• _ACTIVITY_
Below is some data; print it all back exactly.

>>>

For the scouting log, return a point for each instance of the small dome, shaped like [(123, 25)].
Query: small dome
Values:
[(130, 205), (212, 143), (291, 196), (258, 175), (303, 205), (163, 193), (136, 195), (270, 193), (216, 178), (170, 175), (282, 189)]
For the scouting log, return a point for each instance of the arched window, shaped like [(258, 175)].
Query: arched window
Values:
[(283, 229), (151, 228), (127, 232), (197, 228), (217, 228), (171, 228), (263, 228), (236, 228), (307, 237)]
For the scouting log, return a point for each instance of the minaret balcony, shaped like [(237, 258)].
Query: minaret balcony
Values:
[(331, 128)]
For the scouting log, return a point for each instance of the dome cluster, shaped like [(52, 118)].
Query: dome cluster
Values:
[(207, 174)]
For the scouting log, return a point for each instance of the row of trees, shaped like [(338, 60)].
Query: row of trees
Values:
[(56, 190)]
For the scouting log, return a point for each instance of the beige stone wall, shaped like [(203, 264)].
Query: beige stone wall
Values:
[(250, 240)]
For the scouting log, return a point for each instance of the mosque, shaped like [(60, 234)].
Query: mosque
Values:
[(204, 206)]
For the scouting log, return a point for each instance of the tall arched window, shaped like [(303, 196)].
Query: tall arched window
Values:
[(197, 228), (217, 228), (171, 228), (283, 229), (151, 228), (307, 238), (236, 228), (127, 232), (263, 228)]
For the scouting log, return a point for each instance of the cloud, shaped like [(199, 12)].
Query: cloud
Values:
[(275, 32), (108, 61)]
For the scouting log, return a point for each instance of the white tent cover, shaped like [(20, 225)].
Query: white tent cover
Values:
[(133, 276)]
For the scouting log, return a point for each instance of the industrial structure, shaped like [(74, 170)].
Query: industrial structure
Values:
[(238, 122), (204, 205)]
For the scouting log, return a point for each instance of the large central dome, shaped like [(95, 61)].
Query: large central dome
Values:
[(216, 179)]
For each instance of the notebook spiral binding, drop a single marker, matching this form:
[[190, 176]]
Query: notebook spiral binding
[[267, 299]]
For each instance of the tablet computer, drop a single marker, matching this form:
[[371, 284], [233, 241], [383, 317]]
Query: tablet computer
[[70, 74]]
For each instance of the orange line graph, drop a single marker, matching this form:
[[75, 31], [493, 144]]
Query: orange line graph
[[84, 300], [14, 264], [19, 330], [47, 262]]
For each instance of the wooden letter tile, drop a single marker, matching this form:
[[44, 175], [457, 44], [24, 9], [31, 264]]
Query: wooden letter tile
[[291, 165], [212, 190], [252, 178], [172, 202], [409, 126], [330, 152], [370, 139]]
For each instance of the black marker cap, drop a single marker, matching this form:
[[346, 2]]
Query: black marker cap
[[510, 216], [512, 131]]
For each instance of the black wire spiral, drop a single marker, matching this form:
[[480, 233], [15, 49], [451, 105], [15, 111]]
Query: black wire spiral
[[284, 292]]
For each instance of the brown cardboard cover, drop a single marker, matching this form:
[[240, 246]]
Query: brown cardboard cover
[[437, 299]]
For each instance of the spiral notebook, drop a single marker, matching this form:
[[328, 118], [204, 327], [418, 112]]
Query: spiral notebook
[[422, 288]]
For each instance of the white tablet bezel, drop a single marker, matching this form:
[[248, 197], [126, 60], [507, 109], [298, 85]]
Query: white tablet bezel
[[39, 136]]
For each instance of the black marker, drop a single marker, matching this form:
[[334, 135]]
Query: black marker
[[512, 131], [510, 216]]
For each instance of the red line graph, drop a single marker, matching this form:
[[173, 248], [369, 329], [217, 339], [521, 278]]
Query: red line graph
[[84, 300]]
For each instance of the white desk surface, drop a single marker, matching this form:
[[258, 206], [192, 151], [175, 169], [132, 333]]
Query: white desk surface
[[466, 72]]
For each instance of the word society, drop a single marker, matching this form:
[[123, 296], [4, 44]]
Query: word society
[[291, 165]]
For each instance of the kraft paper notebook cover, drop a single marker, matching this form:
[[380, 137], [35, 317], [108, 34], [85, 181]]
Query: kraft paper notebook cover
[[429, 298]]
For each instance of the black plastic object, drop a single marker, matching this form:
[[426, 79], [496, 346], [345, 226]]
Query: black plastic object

<<<

• _TASK RESULT_
For the scouting log, return a point for each instance of the small dome, shaped like [(123, 25)].
Query: small dome
Values:
[(130, 205), (212, 143), (291, 196), (258, 175), (303, 205), (163, 193), (136, 195), (270, 193), (216, 178), (170, 175), (282, 189)]
For the scouting log, return a point for each instance of the arched window, shaped like [(258, 175)].
Query: arched window
Values:
[(283, 229), (151, 228), (127, 232), (197, 228), (217, 228), (171, 228), (263, 228), (236, 228), (307, 237)]
For the scouting log, return a point for each instance of the minaret balcony, shaped like [(237, 258)].
Query: minaret balcony
Values:
[(331, 128)]
For the scouting log, return a point for each instance of the dome cluster, shaped like [(52, 118)].
Query: dome cluster
Values:
[(207, 174)]
For the scouting log, return a point for each instance of the row of trees, shaped like [(338, 60)].
Query: row of trees
Values:
[(56, 190)]
For the scouting log, return a point for each instance of the beige stone wall, shaped like [(203, 264)].
Query: beige stone wall
Values:
[(250, 240)]
For the scouting log, return a point for each instance of the mosque, shaped like [(60, 234)].
Query: mosque
Values:
[(204, 206)]
For the scouting log, return a point for each instance of the tall arched window, shaped like [(303, 196)].
Query: tall arched window
Values:
[(197, 228), (217, 228), (171, 228), (283, 229), (151, 228), (307, 238), (236, 228), (127, 232), (263, 228)]
For the scouting log, return a point for each instance of the cloud, shaped like [(199, 12)].
Query: cloud
Values:
[(275, 32), (108, 61)]
For the scouting log, return a point for each instance of the white tent cover, shaped like [(20, 225)].
Query: white tent cover
Values:
[(133, 276)]
For the scouting log, return a point for each instance of the industrial structure, shaped like [(74, 170)].
Query: industrial structure
Values:
[(238, 122), (204, 205)]
For the scouting log, return a point for each instance of the large central dome, shaped like [(95, 61)].
Query: large central dome
Values:
[(216, 179)]
For each instance of the notebook spiral binding, drop a single marker, matching this form:
[[190, 176]]
Query: notebook spiral binding
[[267, 299]]
For each instance of the tablet computer, drop a single marker, matching this form:
[[371, 284], [233, 241], [383, 317]]
Query: tablet computer
[[70, 74]]
For each instance of the orange line graph, drop a single marker, matching this form:
[[75, 31], [493, 144]]
Query: orange line graph
[[84, 300], [14, 264], [19, 330], [47, 262]]
For each instance of the wooden letter tile, drop a single marker, matching this form:
[[44, 175], [457, 44], [24, 9], [31, 264]]
Query: wooden letter tile
[[291, 165], [212, 190], [252, 178], [172, 202], [409, 126], [330, 152], [370, 139]]
For each instance of the black marker cap, drop a single marker, matching this form:
[[346, 2]]
Query: black marker cap
[[510, 216], [512, 131]]
For each instance of the black wire spiral, drop a single marker, matching this form:
[[480, 233], [15, 49], [451, 105], [15, 111]]
Query: black wire spiral
[[284, 292]]
For each instance of the brown cardboard cover, drop a single marker, matching this form:
[[240, 246]]
Query: brown cardboard cover
[[437, 299]]
For each instance of the spiral notebook, drop a single marker, matching this form:
[[328, 118], [204, 327], [418, 112]]
Query: spiral notebook
[[422, 288]]
For each instance of the white tablet bezel, drop a single marker, matching this form:
[[248, 197], [126, 60], [507, 109], [298, 85]]
Query: white tablet bezel
[[39, 136]]
For each instance of the black marker, drop a single marker, matching this form:
[[334, 135]]
Query: black marker
[[512, 131], [510, 216]]
For each instance of the red line graph, drop a single marker, matching this form:
[[173, 248], [369, 329], [217, 339], [521, 278]]
Query: red line graph
[[84, 300]]
For each instance of the white desk surface, drop a single marker, matching this form:
[[258, 206], [192, 151], [175, 169], [132, 333]]
Query: white desk surface
[[466, 72]]
For each instance of the word society, drop a single marker, matching this form:
[[123, 296], [4, 44]]
Query: word society
[[291, 165]]
For each instance of the kraft paper notebook cover, drop a single marker, matching this form:
[[380, 137], [35, 317], [108, 34], [85, 181]]
Query: kraft paper notebook cover
[[429, 298]]
For each instance of the black plastic object, drop a single marker, matching this form:
[[426, 79], [496, 346], [345, 226]]
Query: black plastic object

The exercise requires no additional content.